_WHAT THIS TASK INVOLVES:_
Set down every record below exactly as it stands, leaving out the pictures.

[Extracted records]
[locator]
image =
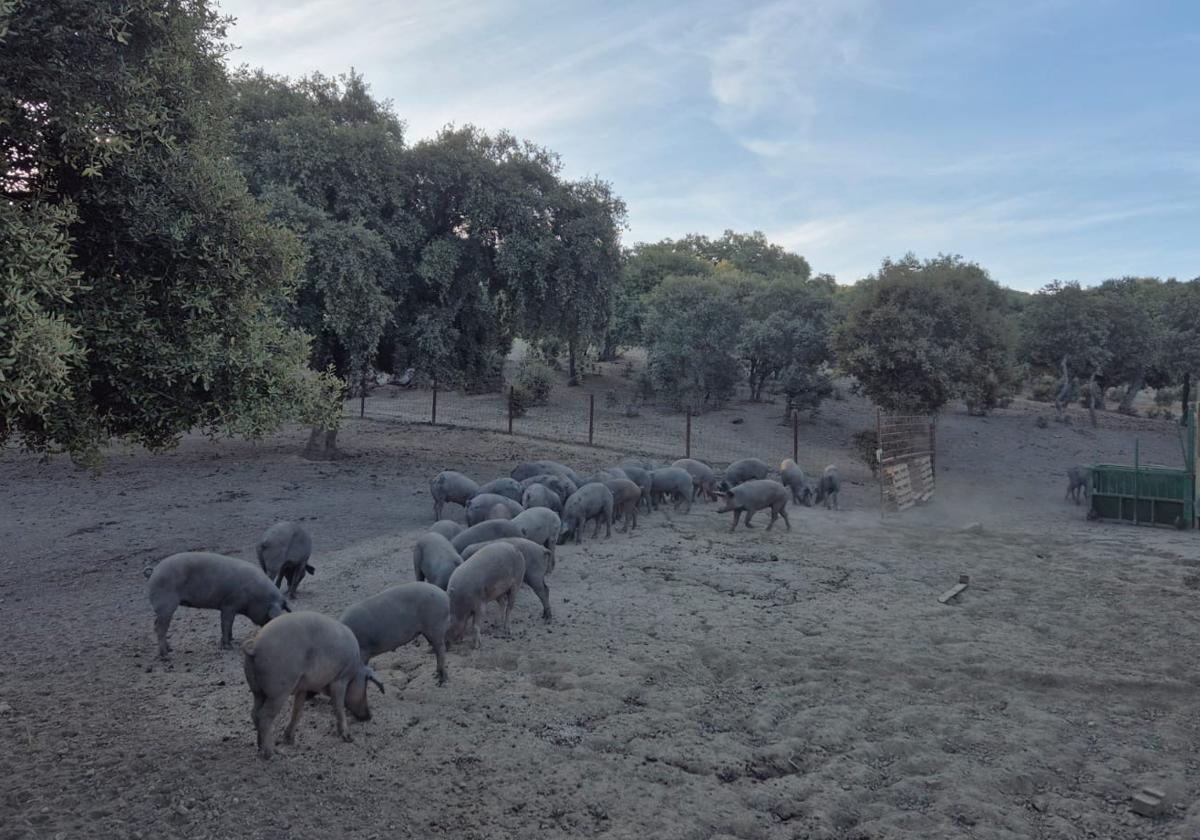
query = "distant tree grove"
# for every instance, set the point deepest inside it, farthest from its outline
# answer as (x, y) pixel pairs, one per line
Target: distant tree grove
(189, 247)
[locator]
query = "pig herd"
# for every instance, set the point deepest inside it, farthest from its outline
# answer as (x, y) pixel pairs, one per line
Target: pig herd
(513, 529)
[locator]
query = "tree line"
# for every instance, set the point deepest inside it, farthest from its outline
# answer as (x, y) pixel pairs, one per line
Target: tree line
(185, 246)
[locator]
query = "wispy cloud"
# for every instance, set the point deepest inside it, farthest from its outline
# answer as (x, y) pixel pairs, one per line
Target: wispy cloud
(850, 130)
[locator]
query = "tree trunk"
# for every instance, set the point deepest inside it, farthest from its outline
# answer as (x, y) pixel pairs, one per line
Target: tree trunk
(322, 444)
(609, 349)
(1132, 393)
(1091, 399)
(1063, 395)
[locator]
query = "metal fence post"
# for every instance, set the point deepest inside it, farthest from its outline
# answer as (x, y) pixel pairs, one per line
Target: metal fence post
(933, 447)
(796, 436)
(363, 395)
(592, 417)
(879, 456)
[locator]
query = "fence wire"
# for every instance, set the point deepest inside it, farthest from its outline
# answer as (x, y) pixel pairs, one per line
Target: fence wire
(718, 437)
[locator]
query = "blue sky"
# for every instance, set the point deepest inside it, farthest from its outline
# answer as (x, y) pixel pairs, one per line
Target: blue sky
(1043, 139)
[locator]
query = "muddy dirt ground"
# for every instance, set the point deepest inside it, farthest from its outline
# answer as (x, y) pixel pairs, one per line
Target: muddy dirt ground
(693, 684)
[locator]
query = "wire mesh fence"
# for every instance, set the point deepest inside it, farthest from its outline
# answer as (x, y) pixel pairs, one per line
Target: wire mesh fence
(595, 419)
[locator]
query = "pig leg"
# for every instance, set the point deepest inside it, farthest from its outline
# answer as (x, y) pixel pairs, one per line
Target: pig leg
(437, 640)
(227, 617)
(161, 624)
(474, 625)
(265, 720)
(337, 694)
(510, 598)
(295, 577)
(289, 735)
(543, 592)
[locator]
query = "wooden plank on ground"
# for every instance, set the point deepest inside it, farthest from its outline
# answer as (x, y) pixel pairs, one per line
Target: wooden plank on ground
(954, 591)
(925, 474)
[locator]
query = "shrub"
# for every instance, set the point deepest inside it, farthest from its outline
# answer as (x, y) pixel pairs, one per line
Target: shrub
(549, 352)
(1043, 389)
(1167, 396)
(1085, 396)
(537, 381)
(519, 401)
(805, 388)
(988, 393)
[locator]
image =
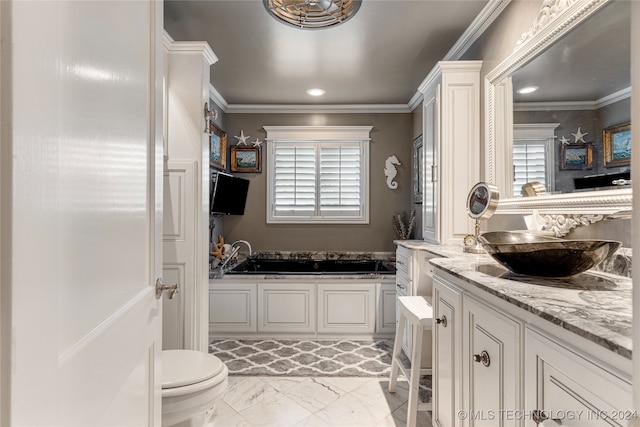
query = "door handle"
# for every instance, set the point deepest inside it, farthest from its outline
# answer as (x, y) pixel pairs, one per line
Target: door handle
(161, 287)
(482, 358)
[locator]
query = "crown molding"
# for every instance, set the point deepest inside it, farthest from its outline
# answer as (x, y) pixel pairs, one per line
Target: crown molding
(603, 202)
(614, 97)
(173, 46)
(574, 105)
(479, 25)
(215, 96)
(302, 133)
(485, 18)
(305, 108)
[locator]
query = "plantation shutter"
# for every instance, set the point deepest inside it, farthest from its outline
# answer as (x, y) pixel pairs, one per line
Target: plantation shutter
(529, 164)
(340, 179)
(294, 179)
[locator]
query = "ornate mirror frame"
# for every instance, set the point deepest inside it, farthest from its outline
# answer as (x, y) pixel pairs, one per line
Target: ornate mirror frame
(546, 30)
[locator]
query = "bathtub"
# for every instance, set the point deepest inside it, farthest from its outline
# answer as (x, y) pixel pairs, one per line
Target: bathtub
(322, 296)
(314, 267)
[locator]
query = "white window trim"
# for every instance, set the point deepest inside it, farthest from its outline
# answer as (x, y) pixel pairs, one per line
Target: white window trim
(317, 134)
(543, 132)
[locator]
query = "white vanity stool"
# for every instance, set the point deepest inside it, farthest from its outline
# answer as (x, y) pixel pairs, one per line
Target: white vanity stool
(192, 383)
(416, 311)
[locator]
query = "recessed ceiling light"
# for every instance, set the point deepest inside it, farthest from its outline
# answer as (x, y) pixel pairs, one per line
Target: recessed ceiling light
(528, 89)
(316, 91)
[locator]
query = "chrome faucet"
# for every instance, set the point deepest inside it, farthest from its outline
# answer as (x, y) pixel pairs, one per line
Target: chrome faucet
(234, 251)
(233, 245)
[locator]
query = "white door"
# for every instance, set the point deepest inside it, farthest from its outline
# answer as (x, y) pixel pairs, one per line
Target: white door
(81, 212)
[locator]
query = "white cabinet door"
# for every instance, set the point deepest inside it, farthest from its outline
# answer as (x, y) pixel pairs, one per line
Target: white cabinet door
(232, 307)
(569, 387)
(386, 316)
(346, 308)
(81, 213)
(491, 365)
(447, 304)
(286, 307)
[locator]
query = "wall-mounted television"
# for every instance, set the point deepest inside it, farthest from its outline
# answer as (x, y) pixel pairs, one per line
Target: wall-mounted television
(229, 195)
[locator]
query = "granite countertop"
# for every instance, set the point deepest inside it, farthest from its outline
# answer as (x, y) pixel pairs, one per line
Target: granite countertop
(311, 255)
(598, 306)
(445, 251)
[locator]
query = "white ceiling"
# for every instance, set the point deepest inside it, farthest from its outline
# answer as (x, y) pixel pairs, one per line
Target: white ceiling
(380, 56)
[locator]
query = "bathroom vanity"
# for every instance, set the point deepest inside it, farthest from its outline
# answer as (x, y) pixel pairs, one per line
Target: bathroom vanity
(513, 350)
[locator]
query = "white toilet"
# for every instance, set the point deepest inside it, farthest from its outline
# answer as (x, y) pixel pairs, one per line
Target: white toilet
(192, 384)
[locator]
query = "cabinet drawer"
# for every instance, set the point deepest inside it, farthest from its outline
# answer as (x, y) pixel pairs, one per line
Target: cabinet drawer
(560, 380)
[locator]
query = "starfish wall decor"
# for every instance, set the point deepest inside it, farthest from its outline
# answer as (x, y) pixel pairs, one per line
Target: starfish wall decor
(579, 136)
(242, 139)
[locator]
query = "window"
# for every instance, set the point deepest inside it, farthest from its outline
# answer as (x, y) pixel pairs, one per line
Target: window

_SOLUTION TO THIS PROBLEM:_
[locator]
image =
query = "distant tree grove"
# for every instance, set the point deepest inside it, farthest from its outline
# answer as (x, y) pixel pairs, one per line
Target: distant tree grove
(189, 247)
[locator]
query = "pig herd"
# for every instance, set the point deepest inside it, farthest from its outline
# answer as (x, y) pixel pairs, one per line
Target: pig herd
(513, 529)
[locator]
query = "tree line"
# for every instance, set the point deepest inside it, farthest from its outline
# answer as (x, y) pixel pairs, one per line
Target: tree line
(185, 246)
[locator]
query = "wispy cloud"
# for every instance, set the point deepest inside it, farthest from its outline
# answer as (x, y) pixel pairs, one per line
Target: wispy cloud
(850, 130)
[locator]
query = "tree trunk"
# for every instance, set the point deepest inside it, farthest from its outline
# answer as (x, y) pixel pairs, one per line
Target: tree trunk
(322, 444)
(609, 349)
(1132, 393)
(1091, 399)
(1063, 395)
[locator]
query = "metal fence post"
# for every instance, set the point deepest inside it, farthest from its outline
# answer as (x, y) pixel pairs, one per line
Target: metal fence post
(933, 447)
(796, 436)
(363, 395)
(592, 417)
(879, 456)
[locator]
query = "fence wire"
# for every instance, set the point deepest inside it, farthest from its outline
# answer as (x, y) pixel pairs, one per line
Target: fence wire
(718, 437)
[locator]
query = "blue sky"
# for every instance, set the point deepest inside it, farthest from its outline
# answer as (x, y) pixel pairs, one per line
Target: blue sky
(1043, 139)
[locator]
query = "muddy dirt ground"
# for every instance, set the point deepest inside it, farthest from its outline
# answer as (x, y) pixel pairs, one per line
Target: muddy dirt ground
(693, 684)
[locator]
query = "wire mesh fence"
# for every instance, set the point deepest inside it, farthest from its outline
# answer as (x, y) pixel pairs, one per line
Target: wire mesh fence
(595, 419)
[locator]
query = "pig leg"
# for every instance, set the point deepest inside it, farthest from its outline
# answer as (x, y) pixel pairs, one per line
Target: pig leg
(437, 640)
(227, 617)
(161, 624)
(474, 625)
(265, 720)
(337, 694)
(510, 598)
(295, 577)
(289, 735)
(543, 592)
[locator]
query = "wooden plank on ground"
# for every instance, set the point deepest inside it, farthest from its outline
# answer as (x, y) pixel pairs, one per line
Target: wooden plank on ground
(954, 591)
(925, 474)
[locator]
query = "shrub"
# for every instance, set the point deepest inside it, farthest from its outline
# answer as (x, y) pixel pairs, one per line
Target: shrub
(549, 352)
(1043, 389)
(1167, 396)
(1085, 396)
(537, 381)
(519, 401)
(805, 388)
(988, 393)
[locator]
image =
query = "door handle"
# for every instance, set the point deepest inside it, farthest from its outline
# answer as (x, y) pixel pairs, one per line
Target: door handle
(161, 287)
(482, 358)
[locator]
query = "crown molding"
# for every instance, set the point deepest inside it, farthest from its outline
# answer as (x, y) pixel pairs, one per line
Target: crown molding
(603, 202)
(614, 97)
(173, 46)
(574, 105)
(479, 25)
(215, 96)
(302, 133)
(485, 18)
(305, 108)
[locator]
query = "plantation shutter"
# for every instance, set the point deepest inside it, farthest from its outline
# answer as (x, y) pixel pairs, one per line
Target: plantation shutter
(529, 164)
(340, 179)
(294, 179)
[locator]
query = "ornate mirror frame"
# for every instance, set the point deepest inside it, farthest from its outline
# answer as (x, y) pixel pairs, one per line
Target: ornate mirror frame
(546, 30)
[locator]
query = "bathtub"
# for every instance, set the point deepest inside it, farthest from its outline
# answer as (x, y) pixel pairs, one per line
Target: bathtub
(322, 296)
(314, 267)
[locator]
query = "white window trim"
# for every instance, set the point deepest inside it, farthest from its outline
# answer as (x, y) pixel pairs, one per line
Target: white window trim
(317, 134)
(543, 132)
[locator]
query = "white vanity stool"
# for every instance, set the point deepest inside it, farthest from its outline
# answer as (x, y) pixel pairs, one per line
Target: white vanity stool
(192, 383)
(416, 311)
[locator]
query = "recessed ceiling light"
# for every instance, set the point deepest inside it, farthest from its outline
# answer as (x, y) pixel pairs, one per line
Target: recessed ceiling light
(528, 89)
(316, 91)
[locator]
query = "chrome faucet"
# for every instance, set the point deepest inside it, farthest from its outline
# answer as (x, y) pixel pairs, one per line
Target: chrome faucet
(234, 251)
(233, 245)
[locator]
query = "white door"
# for every instance, set the point deepest inside it, farthest from its outline
# answer as (x, y) pixel pairs, one per line
Target: white door
(81, 212)
[locator]
query = "white cabinet door"
# for every instance, set the point deepest inside it, farthest from its outline
# answer as (x, y) pixel pairs, one per line
Target: white cabinet door
(232, 307)
(569, 387)
(386, 316)
(346, 308)
(81, 213)
(491, 365)
(447, 304)
(286, 307)
[locator]
query = "wall-mounted television"
# for every instance, set the point deepest inside it, farthest from its outline
# answer as (x, y) pixel pairs, one per line
Target: wall-mounted television
(229, 195)
[locator]
query = "granite countertop"
# for every instance, set the point deepest inside it, farthest from its outline
# answer as (x, y) pixel pairs, one per line
Target: granite countertop
(311, 255)
(598, 306)
(445, 251)
[locator]
query = "white ceiling"
# for every instance, set the point deepest inside it, farthest from its outline
# answer as (x, y) pixel pairs, one per line
Target: white ceiling
(380, 56)
[locator]
query = "bathroom vanity"
# for every instance, set the point deepest inside it, farthest from its outline
# answer as (x, y) pixel pairs, one per line
Target: bathroom vanity
(513, 350)
[locator]
query = "white toilet"
# for every instance, set the point deepest inside it, farthest from its outline
# answer as (x, y) pixel pairs, one per line
Target: white toilet
(192, 384)
[locator]
query = "cabinet drawer"
# for every instance, set the point deepest inside it, farthest from its outline
# answer as (x, y) pixel pairs, one per line
Target: cabinet drawer
(560, 380)
[locator]
query = "starfish wall decor"
# for every instance, set the point deepest inside it, farthest from its outline
# answer as (x, y) pixel pairs, one per line
Target: starfish wall decor
(579, 136)
(242, 139)
[locator]
query = "window"
# for every instance, set the point deepest inside it, farthest from its outline
# answer as (x, y) pixel pairs, one per line
Target: window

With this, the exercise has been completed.